Data supplied section start
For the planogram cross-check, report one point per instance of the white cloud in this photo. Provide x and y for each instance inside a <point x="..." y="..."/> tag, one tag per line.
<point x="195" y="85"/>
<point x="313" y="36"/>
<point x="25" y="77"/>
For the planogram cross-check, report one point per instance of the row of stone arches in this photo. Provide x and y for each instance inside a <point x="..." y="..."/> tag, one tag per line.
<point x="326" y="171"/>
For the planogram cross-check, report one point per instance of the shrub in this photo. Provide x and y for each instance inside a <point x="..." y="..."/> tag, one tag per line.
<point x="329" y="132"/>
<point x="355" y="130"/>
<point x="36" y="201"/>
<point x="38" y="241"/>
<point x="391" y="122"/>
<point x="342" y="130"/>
Data supplied section end
**Problem requirements**
Each record must be repeated exactly as it appears above.

**Your solution**
For the planogram cross-check, report one point per instance of the white cloud in this photo. Provide x and y for each instance inside a <point x="..." y="..."/> tag, one tag per line.
<point x="195" y="85"/>
<point x="313" y="36"/>
<point x="25" y="77"/>
For the planogram cross-check, report one point per instance of the row of stone arches in this photo. Provide x and y for each instance inside a <point x="..." y="..."/> tag, one tag per line.
<point x="326" y="171"/>
For the planogram cross-check, report one point per instance of the shrub in this photo. Provide x and y for each instance inside a <point x="..." y="..."/> tag, one tag per line.
<point x="329" y="132"/>
<point x="355" y="130"/>
<point x="36" y="201"/>
<point x="38" y="241"/>
<point x="391" y="122"/>
<point x="342" y="130"/>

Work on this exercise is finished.